В представленном сюжете возле модели мира — Мирового древа мифологическая птица воспроизводит своим действием древнеиранскую космогоническую идею терзания (обламывания веток), умерщвления, как необходимый момент всемирного перерождения, воскрешения. Апофеозом этой космической пьесы становится благотворение Богини нуждающемуся миру. Для этого текста есть удивительно созвучное ему изображение на иранском блюде IV века образа Великой богини (Ард-висуры) в когтях священной птицы Сенмурва (рис. 21). Перед нами предстает оригинальное воспроизведение уже знакомого нам сюжета — терзания, воспроизводящего культовый момент священной смерти космоса ради его будущего возрождения, вечный вселенский процесс перерождения бытия.
Рис. 20. Скифский меч акинак
а) парадный меч скифского вождя из Келермесского кургана, VI век до н.э.
б) скифо-сакский железный кинжал. Минусинск. V век до н.э.
в) парадный меч скифского вождя из кургана Куль-Оба, IV век до н.э.
Скифо-сакский железный меч, Минусинская котловина, V век до н.э.
Скифо-сакский железный кинжал с изображением волков и горных козлов. Рука держащего его воина подпитывалась энергией из обеих противостоящих зон мироздания. Минусинск. V век до н.э.
Рис. 21. Богиня Анахита в когтях священой птицы Сенмурва. Иран. VI век н.э.
Рис. 19. Священная сцена терзания
1. Противостоящие энергии мира, изображённые на серебрянной поясной бляхе. Второй Пазырыкский курган. Горный Алтай, V век до н.э.
2. Сцена борьбы мифологических зверей. Сибирская коллекция.
3. Противостоящие энергии мира, изображённые на сарматском золотом фаларе из Гонио, II — III вв. до н. э.
4. Сцена терзания. Сарматский серебрянный фалар. Воздвиженское, I век до н.э. — I век н. э.
5. Сцена борьбы змеи и волка символизирует противостояние верха и низа мироздания. Сибирская коллекция.
6. Сцена терзания небесной птицей рыбы. Первая Завадская Могила. IV век до н.э.
Как мы видим, в иранской (авестийской) мифологии, Ардвисура Анахита олицетворяет собой Мировое древо Хаому, которое, в той же мифологической традиции, ломает «царь птиц» Сенмурв, рассыпая его семена, тем самым последовательно переводя процесс терзания в осеменение новой жизни. По сути, эта же идея прослеживается и в русском ритуальном действе — «Вождения русалки», где разрывание и растаскивание соломенной куклы соотносится с осеменением полей.

Записи с размеченными контурами:

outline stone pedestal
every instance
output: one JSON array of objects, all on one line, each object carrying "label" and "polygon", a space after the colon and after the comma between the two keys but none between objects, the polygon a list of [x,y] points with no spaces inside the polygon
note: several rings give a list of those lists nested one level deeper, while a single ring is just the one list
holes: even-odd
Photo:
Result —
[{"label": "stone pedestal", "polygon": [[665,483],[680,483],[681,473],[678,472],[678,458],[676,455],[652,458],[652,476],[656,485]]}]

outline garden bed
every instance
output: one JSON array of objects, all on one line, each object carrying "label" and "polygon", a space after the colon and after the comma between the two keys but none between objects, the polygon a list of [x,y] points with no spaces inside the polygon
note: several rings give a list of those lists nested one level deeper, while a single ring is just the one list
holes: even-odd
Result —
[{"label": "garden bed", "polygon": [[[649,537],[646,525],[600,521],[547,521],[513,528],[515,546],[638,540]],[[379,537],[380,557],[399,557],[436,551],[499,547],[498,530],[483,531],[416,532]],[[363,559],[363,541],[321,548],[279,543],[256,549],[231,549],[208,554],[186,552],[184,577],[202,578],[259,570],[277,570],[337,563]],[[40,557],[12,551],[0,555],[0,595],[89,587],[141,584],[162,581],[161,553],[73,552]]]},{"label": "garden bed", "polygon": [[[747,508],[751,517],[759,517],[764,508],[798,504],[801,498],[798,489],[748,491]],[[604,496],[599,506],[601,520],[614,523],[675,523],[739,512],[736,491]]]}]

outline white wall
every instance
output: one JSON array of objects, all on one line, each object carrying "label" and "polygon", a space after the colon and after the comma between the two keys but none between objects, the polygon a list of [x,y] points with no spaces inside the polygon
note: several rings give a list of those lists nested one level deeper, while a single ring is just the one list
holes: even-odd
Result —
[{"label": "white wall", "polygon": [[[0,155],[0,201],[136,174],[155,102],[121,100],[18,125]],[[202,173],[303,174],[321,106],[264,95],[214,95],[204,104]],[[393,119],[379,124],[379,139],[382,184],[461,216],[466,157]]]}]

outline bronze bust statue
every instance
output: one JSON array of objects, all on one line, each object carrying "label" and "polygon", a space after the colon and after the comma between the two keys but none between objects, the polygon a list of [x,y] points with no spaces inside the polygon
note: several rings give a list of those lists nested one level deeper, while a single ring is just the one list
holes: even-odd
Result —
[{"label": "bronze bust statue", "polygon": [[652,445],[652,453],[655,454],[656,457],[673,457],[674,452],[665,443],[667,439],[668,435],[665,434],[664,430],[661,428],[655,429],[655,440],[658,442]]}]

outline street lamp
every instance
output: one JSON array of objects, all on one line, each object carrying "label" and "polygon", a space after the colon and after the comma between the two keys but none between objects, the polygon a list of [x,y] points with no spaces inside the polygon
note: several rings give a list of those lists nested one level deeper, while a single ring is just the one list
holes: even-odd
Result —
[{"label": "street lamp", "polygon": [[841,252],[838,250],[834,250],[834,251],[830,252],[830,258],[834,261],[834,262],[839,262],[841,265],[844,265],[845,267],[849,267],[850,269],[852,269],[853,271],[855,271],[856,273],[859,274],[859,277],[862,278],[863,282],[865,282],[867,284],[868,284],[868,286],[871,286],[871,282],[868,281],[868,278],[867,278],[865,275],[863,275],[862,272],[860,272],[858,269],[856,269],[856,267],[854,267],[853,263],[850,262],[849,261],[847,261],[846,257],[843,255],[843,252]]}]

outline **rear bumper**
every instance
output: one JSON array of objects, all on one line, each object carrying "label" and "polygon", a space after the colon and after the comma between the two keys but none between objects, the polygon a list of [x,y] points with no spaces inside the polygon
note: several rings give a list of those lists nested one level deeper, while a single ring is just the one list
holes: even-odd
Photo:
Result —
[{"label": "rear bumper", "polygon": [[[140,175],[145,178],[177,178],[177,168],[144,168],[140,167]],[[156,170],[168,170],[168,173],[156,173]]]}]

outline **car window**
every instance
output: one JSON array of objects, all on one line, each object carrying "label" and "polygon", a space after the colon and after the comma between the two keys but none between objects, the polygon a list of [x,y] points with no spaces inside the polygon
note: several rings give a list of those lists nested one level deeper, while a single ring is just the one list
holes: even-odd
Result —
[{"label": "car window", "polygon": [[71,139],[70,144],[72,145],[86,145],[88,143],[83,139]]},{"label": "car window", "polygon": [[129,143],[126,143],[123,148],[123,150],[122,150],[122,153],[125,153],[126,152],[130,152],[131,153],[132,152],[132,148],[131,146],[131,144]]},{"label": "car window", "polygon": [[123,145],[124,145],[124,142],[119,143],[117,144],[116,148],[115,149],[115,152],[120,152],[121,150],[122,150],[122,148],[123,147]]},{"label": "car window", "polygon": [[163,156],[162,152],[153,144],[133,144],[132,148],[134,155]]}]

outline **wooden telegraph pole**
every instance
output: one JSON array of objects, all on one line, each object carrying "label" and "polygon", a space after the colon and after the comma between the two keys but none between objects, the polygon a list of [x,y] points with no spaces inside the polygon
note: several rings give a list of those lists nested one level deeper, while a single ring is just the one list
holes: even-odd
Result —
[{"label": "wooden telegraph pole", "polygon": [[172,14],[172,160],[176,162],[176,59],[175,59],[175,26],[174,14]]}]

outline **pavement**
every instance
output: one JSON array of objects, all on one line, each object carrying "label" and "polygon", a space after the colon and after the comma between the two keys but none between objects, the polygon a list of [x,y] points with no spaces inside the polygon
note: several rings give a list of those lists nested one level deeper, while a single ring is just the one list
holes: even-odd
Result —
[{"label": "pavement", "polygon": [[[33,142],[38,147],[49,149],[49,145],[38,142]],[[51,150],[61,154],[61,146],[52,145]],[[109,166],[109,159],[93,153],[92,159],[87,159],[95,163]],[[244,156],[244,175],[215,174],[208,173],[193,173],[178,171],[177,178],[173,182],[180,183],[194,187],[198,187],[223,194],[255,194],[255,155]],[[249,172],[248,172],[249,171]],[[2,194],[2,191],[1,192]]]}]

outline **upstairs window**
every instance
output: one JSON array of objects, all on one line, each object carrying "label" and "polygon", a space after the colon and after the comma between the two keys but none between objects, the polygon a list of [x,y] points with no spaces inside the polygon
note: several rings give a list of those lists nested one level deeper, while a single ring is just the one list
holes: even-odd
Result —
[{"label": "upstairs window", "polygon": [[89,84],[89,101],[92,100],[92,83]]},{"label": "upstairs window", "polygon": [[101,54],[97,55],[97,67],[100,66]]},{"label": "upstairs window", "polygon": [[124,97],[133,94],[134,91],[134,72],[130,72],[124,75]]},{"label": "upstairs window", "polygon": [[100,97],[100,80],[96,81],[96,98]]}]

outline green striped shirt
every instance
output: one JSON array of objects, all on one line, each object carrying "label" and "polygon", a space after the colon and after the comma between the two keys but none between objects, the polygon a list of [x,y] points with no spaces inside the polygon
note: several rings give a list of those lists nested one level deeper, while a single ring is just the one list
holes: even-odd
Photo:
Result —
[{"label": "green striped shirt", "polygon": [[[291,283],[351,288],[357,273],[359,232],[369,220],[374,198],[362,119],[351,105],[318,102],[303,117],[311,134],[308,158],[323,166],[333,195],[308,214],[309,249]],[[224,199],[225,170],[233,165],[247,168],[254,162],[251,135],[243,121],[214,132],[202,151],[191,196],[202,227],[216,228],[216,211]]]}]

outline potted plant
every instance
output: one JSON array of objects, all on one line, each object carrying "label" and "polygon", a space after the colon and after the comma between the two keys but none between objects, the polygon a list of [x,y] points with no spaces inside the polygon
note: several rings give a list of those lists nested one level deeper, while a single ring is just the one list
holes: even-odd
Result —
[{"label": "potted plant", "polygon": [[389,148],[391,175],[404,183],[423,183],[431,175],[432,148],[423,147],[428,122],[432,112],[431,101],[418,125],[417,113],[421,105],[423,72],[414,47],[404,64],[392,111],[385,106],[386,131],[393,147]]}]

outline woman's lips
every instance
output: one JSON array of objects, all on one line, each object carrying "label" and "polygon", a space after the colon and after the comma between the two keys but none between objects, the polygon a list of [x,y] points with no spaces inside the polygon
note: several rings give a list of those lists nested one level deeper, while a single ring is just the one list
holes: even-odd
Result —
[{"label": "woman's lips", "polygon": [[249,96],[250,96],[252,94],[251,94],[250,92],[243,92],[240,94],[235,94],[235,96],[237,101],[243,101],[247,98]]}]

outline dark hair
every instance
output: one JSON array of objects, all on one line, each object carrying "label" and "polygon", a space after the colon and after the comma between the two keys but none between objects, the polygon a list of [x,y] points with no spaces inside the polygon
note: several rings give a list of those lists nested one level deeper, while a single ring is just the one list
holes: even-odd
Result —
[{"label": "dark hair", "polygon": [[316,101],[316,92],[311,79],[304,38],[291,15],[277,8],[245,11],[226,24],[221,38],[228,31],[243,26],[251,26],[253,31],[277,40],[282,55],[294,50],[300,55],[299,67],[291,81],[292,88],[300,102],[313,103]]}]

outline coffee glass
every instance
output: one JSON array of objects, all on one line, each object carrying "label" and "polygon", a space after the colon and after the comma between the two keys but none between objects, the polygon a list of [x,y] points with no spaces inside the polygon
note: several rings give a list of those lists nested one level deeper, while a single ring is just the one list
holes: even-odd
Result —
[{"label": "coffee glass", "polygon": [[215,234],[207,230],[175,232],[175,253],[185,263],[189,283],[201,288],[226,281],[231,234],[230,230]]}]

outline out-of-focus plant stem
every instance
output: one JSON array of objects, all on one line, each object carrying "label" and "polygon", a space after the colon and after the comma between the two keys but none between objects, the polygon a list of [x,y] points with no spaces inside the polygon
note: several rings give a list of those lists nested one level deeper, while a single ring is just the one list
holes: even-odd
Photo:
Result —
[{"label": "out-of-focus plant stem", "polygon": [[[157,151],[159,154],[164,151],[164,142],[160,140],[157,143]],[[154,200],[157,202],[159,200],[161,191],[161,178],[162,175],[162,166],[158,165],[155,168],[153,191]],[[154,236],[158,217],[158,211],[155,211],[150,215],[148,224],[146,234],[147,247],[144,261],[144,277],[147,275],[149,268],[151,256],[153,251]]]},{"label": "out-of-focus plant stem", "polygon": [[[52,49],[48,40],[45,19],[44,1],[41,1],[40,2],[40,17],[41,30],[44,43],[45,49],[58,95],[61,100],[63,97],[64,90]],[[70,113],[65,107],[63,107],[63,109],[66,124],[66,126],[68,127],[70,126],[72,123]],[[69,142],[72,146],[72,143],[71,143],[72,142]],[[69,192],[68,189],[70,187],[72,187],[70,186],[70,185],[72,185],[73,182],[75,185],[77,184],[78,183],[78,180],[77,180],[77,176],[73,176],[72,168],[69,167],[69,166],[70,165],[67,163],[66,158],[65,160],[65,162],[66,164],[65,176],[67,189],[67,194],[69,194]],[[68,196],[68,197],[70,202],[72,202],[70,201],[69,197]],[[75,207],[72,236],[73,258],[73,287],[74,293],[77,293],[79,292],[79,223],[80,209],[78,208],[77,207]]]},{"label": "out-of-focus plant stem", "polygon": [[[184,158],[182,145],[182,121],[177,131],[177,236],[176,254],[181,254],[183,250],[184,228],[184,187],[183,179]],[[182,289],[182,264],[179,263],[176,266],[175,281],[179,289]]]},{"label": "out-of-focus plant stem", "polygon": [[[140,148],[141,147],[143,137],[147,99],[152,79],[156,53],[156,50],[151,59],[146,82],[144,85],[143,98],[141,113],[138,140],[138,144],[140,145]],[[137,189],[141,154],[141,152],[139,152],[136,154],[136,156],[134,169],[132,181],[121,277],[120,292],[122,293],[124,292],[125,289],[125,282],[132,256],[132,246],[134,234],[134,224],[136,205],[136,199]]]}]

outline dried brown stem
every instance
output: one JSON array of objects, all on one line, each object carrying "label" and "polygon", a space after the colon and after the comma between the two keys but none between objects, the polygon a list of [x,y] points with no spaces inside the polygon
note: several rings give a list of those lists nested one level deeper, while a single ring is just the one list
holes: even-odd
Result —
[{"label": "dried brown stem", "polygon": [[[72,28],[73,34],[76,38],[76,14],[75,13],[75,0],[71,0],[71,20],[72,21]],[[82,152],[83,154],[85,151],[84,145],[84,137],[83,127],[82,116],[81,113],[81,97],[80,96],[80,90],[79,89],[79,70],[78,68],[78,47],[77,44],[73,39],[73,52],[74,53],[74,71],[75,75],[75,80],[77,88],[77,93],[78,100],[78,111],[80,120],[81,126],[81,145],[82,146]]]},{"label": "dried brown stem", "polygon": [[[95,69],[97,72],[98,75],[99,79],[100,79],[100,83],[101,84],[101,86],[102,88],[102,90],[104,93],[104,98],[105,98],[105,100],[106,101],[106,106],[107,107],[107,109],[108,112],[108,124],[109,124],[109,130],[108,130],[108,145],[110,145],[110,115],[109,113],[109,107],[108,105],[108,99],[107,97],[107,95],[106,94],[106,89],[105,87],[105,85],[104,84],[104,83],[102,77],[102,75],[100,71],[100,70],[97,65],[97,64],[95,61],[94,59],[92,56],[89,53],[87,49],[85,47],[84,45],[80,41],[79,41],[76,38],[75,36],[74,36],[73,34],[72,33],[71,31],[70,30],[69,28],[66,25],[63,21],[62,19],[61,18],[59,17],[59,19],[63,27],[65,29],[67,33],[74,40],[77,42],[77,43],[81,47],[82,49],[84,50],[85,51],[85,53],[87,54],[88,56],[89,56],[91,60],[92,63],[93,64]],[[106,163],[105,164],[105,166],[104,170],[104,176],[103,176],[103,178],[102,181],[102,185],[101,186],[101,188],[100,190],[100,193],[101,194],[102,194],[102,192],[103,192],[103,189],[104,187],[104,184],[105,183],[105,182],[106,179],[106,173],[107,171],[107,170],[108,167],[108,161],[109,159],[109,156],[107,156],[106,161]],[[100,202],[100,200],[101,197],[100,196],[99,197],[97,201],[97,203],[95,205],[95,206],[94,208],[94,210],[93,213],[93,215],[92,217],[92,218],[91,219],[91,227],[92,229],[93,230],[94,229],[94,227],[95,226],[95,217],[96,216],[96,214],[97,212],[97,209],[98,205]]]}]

* **ЧТО СДЕЛАТЬ**:
[A] Ответьте на вопросы по отрывку:
(i) В каком кургане найдена серебряная поясная бляха с противостоящими энергиями мира?
(ii) Что олицетворяет Ардвисура Анахита в иранской (авестийской) мифологии?
(iii) Как называется русское ритуальное действо, в котором прослеживается та же идея?
[B] Перепишите слово в слово часть отрывка: всё от слов «Рис. 20. Скифский» вниз до слов «Куль-Оба, IV век до н.э.».

* **ОТВЕТЫ К ЗАДАНИЯМ**:
[A]
(i) Во Втором Пазырыкском кургане (Горный Алтай).
(ii) Мировое древо Хаому.
(iii) «Вождения русалки».

[B]
Рис. 20. Скифский меч акинак
а) парадный меч скифского вождя из Келермесского кургана, VI век до н.э.
б) скифо-сакский железный кинжал. Минусинск. V век до н.э.
в) парадный меч скифского вождя из кургана Куль-Оба, IV век до н.э.